═════ DATA UNDER STUDY ═════

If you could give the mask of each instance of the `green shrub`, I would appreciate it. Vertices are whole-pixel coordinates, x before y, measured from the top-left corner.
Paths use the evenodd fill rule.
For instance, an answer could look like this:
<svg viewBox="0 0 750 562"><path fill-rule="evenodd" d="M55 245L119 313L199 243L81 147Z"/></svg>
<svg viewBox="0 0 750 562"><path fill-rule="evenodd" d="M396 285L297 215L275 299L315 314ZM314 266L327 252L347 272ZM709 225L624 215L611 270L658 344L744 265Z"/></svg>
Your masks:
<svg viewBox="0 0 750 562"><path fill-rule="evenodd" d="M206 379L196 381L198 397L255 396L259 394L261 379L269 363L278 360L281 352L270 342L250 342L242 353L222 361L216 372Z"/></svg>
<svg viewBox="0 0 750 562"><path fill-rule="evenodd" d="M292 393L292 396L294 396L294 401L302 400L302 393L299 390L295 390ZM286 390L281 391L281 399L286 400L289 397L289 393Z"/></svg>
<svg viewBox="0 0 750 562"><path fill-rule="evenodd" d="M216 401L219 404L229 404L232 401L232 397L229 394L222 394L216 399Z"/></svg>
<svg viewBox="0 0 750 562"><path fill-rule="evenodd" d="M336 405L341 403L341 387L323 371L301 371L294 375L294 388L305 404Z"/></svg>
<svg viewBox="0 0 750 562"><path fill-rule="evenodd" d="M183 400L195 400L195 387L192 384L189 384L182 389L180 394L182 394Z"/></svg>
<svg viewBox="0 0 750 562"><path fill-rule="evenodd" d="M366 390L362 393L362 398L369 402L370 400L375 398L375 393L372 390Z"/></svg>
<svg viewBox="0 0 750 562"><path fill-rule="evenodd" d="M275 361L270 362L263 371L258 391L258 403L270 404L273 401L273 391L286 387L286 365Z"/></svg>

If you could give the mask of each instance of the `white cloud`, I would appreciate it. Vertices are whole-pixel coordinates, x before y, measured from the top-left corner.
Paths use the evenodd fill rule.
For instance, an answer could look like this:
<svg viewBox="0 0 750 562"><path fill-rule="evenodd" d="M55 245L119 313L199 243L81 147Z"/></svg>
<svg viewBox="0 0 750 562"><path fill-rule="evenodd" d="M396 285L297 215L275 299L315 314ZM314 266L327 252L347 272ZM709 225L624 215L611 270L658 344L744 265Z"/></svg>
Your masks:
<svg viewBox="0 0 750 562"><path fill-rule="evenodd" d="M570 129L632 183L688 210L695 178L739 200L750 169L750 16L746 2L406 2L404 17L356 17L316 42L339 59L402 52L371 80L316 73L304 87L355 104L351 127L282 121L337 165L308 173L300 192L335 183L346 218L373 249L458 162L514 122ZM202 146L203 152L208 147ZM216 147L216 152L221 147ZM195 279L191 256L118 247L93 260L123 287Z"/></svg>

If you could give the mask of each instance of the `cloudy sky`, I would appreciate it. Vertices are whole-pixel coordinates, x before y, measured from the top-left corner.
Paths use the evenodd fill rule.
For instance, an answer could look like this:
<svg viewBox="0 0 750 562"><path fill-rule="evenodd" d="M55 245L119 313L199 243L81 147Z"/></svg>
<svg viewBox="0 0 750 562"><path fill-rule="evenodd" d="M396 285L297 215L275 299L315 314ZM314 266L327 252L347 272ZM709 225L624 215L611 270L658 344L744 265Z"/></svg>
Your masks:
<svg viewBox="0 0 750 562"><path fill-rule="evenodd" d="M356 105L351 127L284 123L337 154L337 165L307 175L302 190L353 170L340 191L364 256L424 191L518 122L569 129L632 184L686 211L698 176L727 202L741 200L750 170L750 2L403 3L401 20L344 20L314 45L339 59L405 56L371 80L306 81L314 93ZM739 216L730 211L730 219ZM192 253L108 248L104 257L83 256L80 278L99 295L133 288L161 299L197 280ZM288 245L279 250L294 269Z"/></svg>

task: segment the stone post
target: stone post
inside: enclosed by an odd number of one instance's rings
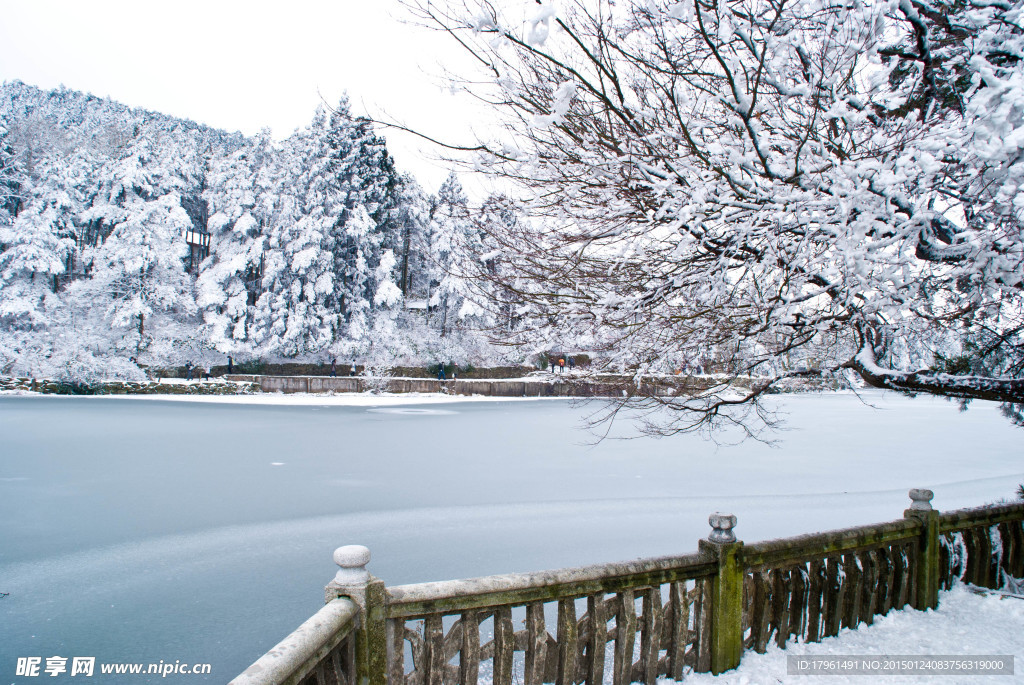
[[[743,543],[736,540],[732,514],[712,514],[713,530],[700,541],[700,551],[718,562],[711,579],[711,672],[715,675],[740,665],[743,655]]]
[[[917,539],[917,592],[912,598],[915,609],[924,611],[939,606],[939,512],[932,508],[931,490],[914,488],[910,491],[913,504],[903,512],[904,518],[921,522]]]
[[[369,561],[370,550],[362,545],[334,550],[340,568],[325,589],[325,601],[348,597],[359,605],[354,685],[387,685],[387,590],[366,570]]]

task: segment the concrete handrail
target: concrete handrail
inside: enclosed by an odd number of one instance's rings
[[[715,571],[715,562],[700,554],[638,559],[534,573],[509,573],[398,585],[388,588],[388,617],[424,612],[462,611],[502,604],[579,596],[599,590],[700,578]]]
[[[334,599],[277,643],[228,685],[282,685],[299,682],[320,659],[356,627],[359,605]]]

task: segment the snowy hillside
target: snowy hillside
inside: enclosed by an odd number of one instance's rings
[[[0,374],[494,355],[458,179],[401,174],[345,99],[278,142],[6,83],[0,189]]]

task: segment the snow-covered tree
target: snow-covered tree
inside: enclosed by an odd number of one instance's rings
[[[0,119],[0,225],[9,223],[21,205],[24,172],[19,168],[7,127]]]
[[[210,163],[203,197],[216,249],[196,280],[196,290],[204,337],[222,353],[256,353],[251,309],[262,291],[266,231],[275,216],[268,201],[277,192],[270,182],[274,155],[269,131],[264,130],[250,145]]]
[[[384,139],[368,120],[352,115],[347,98],[332,111],[327,134],[326,171],[341,203],[333,250],[343,323],[339,338],[345,341],[339,351],[347,354],[365,346],[376,301],[389,303],[378,314],[394,313],[390,286],[397,265],[393,259],[386,269],[381,264],[385,254],[393,258],[402,247],[400,181]]]
[[[262,348],[286,357],[323,352],[337,329],[331,231],[339,208],[322,175],[325,127],[318,112],[309,130],[286,141],[270,177],[274,214],[254,325]]]
[[[180,178],[159,166],[161,159],[142,136],[102,170],[93,204],[80,215],[95,235],[84,252],[90,278],[73,284],[69,297],[121,334],[115,349],[138,356],[156,343],[158,358],[166,359],[196,323],[184,266],[184,234],[194,224],[176,189]]]
[[[62,161],[63,162],[63,161]],[[76,173],[71,161],[40,175],[35,184],[22,182],[21,211],[8,225],[0,223],[0,322],[5,327],[45,329],[49,308],[59,305],[54,294],[72,268],[81,210]]]
[[[445,337],[460,324],[485,326],[489,323],[485,303],[473,281],[484,257],[484,236],[472,221],[469,201],[454,172],[448,175],[434,198],[430,215],[431,257],[437,281],[430,305]]]
[[[430,199],[411,176],[399,184],[395,256],[398,286],[406,298],[426,299],[430,282]]]
[[[434,355],[431,200],[346,100],[278,143],[9,82],[0,122],[0,372]]]
[[[661,429],[749,425],[783,377],[843,368],[1024,400],[1019,3],[411,4],[485,65],[466,87],[505,129],[473,162],[545,219],[496,236],[535,323],[641,376],[769,374],[649,398],[679,410]],[[1007,362],[930,369],[950,330]],[[818,368],[777,363],[808,348]]]

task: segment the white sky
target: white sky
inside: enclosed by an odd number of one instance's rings
[[[386,112],[456,143],[486,122],[441,87],[439,65],[464,63],[458,46],[401,23],[396,0],[2,0],[0,12],[0,80],[63,84],[249,135],[269,127],[276,138],[346,90],[356,113]],[[437,190],[448,173],[437,151],[381,133],[399,167]]]

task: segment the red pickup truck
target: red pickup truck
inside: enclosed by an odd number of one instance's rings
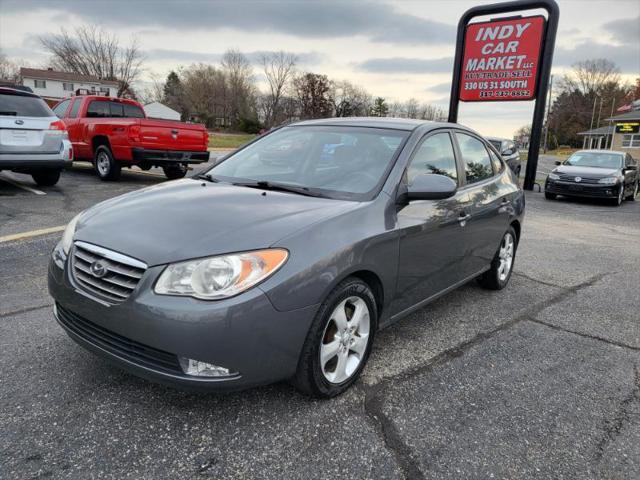
[[[133,100],[78,95],[53,111],[67,126],[75,160],[93,163],[102,180],[117,180],[122,167],[162,167],[169,179],[182,178],[190,163],[209,160],[203,125],[147,118]]]

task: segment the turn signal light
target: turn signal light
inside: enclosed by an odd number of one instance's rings
[[[134,142],[140,141],[140,125],[131,125],[129,127],[129,138]]]
[[[62,120],[56,120],[55,122],[51,122],[51,125],[49,125],[49,130],[58,130],[61,132],[66,132],[67,126],[64,124]]]

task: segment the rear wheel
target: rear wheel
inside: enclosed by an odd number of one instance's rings
[[[33,172],[31,177],[41,187],[51,187],[58,183],[60,180],[60,172],[62,170],[41,170],[39,172]]]
[[[118,180],[120,178],[122,167],[113,158],[111,150],[106,145],[100,145],[96,148],[96,153],[93,157],[93,167],[98,177],[100,177],[100,180]]]
[[[516,232],[509,227],[500,241],[491,268],[478,278],[478,283],[489,290],[502,290],[509,283],[513,264],[516,259],[517,247]]]
[[[321,398],[339,395],[364,368],[378,324],[371,288],[358,278],[341,282],[318,309],[293,383]]]
[[[557,197],[555,193],[544,192],[544,198],[547,200],[555,200]]]
[[[622,205],[623,201],[624,201],[624,185],[620,185],[620,190],[618,191],[618,196],[613,200],[613,204],[616,207],[619,207],[620,205]]]
[[[164,174],[169,180],[184,178],[187,174],[187,167],[184,165],[169,165],[162,167],[162,170],[164,170]]]
[[[637,181],[636,181],[636,184],[633,186],[633,191],[631,192],[631,195],[627,197],[627,200],[629,200],[630,202],[635,202],[636,198],[638,198],[638,182]]]

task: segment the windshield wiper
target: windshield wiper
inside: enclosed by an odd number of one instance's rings
[[[287,185],[284,183],[272,183],[265,180],[258,180],[256,182],[234,182],[233,185],[249,188],[259,188],[261,190],[297,193],[298,195],[306,195],[308,197],[325,197],[321,193],[311,191],[309,187],[298,187],[296,185]]]
[[[0,110],[0,115],[7,115],[7,116],[12,116],[12,117],[17,117],[18,116],[18,112],[10,112],[10,111]]]
[[[196,175],[196,178],[199,178],[200,180],[206,180],[207,182],[213,182],[213,183],[218,183],[220,181],[210,173],[199,173],[198,175]]]

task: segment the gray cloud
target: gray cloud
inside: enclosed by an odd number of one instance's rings
[[[640,16],[612,20],[603,28],[622,44],[637,46],[640,43]]]
[[[219,52],[191,52],[187,50],[171,50],[164,48],[155,48],[150,50],[144,50],[143,55],[149,60],[171,60],[178,63],[217,63],[222,60],[223,53]],[[263,54],[270,54],[273,52],[260,50],[255,52],[242,52],[247,59],[257,64],[260,62],[260,58]],[[302,52],[295,53],[298,57],[299,65],[314,65],[322,61],[323,56],[317,52]]]
[[[449,43],[455,39],[453,25],[400,13],[377,2],[111,0],[87,5],[81,0],[3,0],[5,14],[35,9],[73,13],[101,25],[138,26],[144,19],[145,28],[231,28],[307,38],[363,35],[375,42],[407,45]]]
[[[427,87],[427,90],[432,93],[450,93],[451,82],[436,83],[435,85],[431,85]]]
[[[640,73],[640,42],[636,40],[628,45],[609,45],[587,40],[575,48],[556,47],[553,64],[570,66],[581,60],[606,58],[614,62],[623,73]]]
[[[371,58],[357,65],[359,70],[372,73],[444,73],[453,69],[453,57],[445,58]]]

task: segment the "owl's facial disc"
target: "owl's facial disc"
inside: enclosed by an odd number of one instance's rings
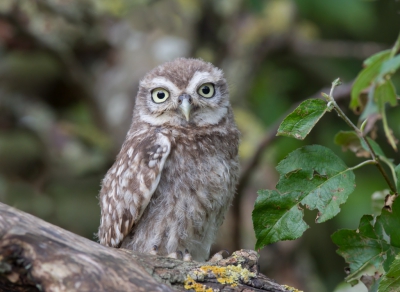
[[[178,98],[178,103],[179,103],[179,108],[182,111],[182,114],[185,116],[186,121],[189,122],[189,117],[190,117],[190,111],[193,108],[193,103],[192,103],[192,98],[190,97],[189,94],[182,94]]]
[[[189,66],[179,60],[178,65],[160,66],[141,81],[135,106],[140,119],[157,126],[218,124],[230,106],[222,71],[204,62],[192,60],[194,65]]]

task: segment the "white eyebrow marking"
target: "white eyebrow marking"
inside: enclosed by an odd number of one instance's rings
[[[197,86],[203,83],[211,82],[212,80],[212,76],[209,72],[197,71],[194,73],[192,79],[190,79],[186,90],[188,93],[194,93],[197,89]]]
[[[162,87],[168,89],[169,91],[171,91],[171,93],[175,94],[179,94],[180,91],[179,88],[172,81],[162,76],[155,77],[149,81],[142,81],[141,85],[147,88]]]

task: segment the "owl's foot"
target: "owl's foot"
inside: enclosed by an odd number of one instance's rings
[[[187,249],[185,249],[185,254],[183,255],[183,261],[184,262],[192,261],[192,255],[189,253],[189,251]]]
[[[217,252],[216,254],[214,254],[208,261],[210,263],[216,263],[219,260],[222,260],[224,257],[222,256],[224,253],[227,253],[227,255],[229,256],[229,251],[223,249],[219,252]]]
[[[158,254],[158,246],[157,245],[153,245],[153,248],[151,249],[150,254],[152,254],[152,255]]]
[[[172,252],[169,255],[167,255],[167,257],[172,258],[172,259],[181,260],[183,255],[182,255],[182,252],[180,250],[177,250],[177,251]]]

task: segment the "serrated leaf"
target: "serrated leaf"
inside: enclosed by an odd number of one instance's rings
[[[332,241],[339,246],[336,251],[350,266],[346,280],[354,280],[369,265],[378,268],[384,261],[382,250],[389,247],[385,241],[377,238],[373,230],[371,215],[361,218],[358,230],[339,230],[332,235]]]
[[[357,230],[339,230],[332,235],[340,254],[350,265],[347,280],[353,280],[364,268],[383,266],[387,271],[400,252],[400,200],[395,200],[392,212],[382,209],[374,220],[371,215],[361,218]]]
[[[256,249],[277,242],[300,237],[308,229],[303,221],[303,210],[296,204],[296,194],[282,195],[277,191],[262,190],[253,210]]]
[[[397,203],[396,203],[397,201]],[[381,215],[375,223],[376,233],[386,240],[390,248],[386,251],[386,260],[383,268],[388,271],[396,254],[400,252],[400,200],[395,200],[392,210],[382,209]],[[384,252],[384,251],[383,251]]]
[[[361,106],[359,99],[361,92],[369,87],[378,76],[382,63],[390,58],[390,53],[390,50],[380,52],[366,60],[367,67],[358,74],[351,90],[350,108],[352,110]]]
[[[378,291],[400,291],[400,254],[396,256],[395,260],[390,266],[389,271],[382,277]]]
[[[277,190],[260,191],[255,203],[257,249],[300,237],[308,228],[301,205],[318,209],[317,223],[331,219],[355,187],[353,171],[330,149],[320,145],[293,151],[277,170]]]
[[[397,193],[400,193],[400,164],[395,167],[394,171],[396,174],[396,190]]]
[[[327,104],[322,99],[307,99],[303,101],[282,121],[277,136],[303,140],[327,110]]]

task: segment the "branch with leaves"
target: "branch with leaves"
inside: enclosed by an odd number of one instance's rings
[[[396,198],[400,192],[400,165],[394,165],[365,131],[369,117],[379,115],[389,144],[397,149],[386,118],[386,104],[397,105],[391,77],[400,68],[400,54],[396,55],[399,48],[400,36],[391,50],[364,61],[365,68],[354,82],[350,103],[353,110],[362,113],[359,127],[334,99],[339,79],[332,83],[329,94],[322,94],[326,100],[308,99],[283,120],[277,135],[303,140],[325,113],[334,110],[352,130],[339,132],[335,142],[356,154],[362,151],[363,156],[370,159],[348,167],[330,149],[320,145],[304,146],[290,153],[276,167],[280,175],[276,190],[258,193],[253,211],[257,249],[280,240],[299,238],[309,228],[303,220],[304,209],[318,210],[316,223],[339,214],[340,205],[355,189],[354,170],[373,164],[391,190],[381,214],[363,216],[357,230],[339,230],[332,235],[332,240],[339,246],[338,253],[349,263],[347,281],[353,284],[358,279],[367,282],[368,278],[369,291],[399,291],[400,283],[396,278],[400,277],[400,199]],[[366,89],[368,98],[363,103],[360,95]],[[382,163],[390,168],[391,177]],[[363,275],[371,267],[375,276]]]

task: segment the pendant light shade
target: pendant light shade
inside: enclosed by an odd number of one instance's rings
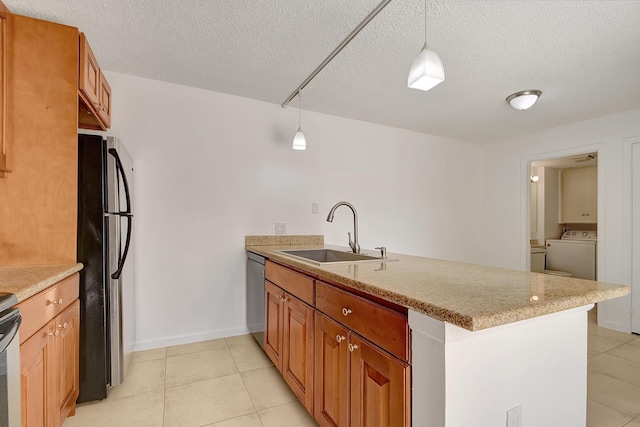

═════

■ **EXERCISE OBJECTIVE**: Give the exact lines, and only those, from the line containing "task: segment the windshield wiper" through the line containing "target: gray cloud" in the entries above.

■ **ANSWER TO THIS EXERCISE**:
task: segment the windshield wiper
target: windshield wiper
inside: enclosed by an odd number of one instance's rings
[[[287,185],[284,183],[272,183],[265,180],[258,180],[256,182],[234,182],[233,185],[249,188],[259,188],[261,190],[297,193],[298,195],[306,195],[308,197],[325,197],[321,193],[311,191],[309,187],[298,187],[296,185]]]
[[[0,110],[0,115],[7,115],[7,116],[12,116],[12,117],[17,117],[18,116],[18,112],[10,112],[10,111]]]
[[[196,175],[196,178],[199,178],[200,180],[206,180],[207,182],[213,182],[213,183],[218,183],[220,181],[210,173],[199,173],[198,175]]]

task: segment the gray cloud
target: gray cloud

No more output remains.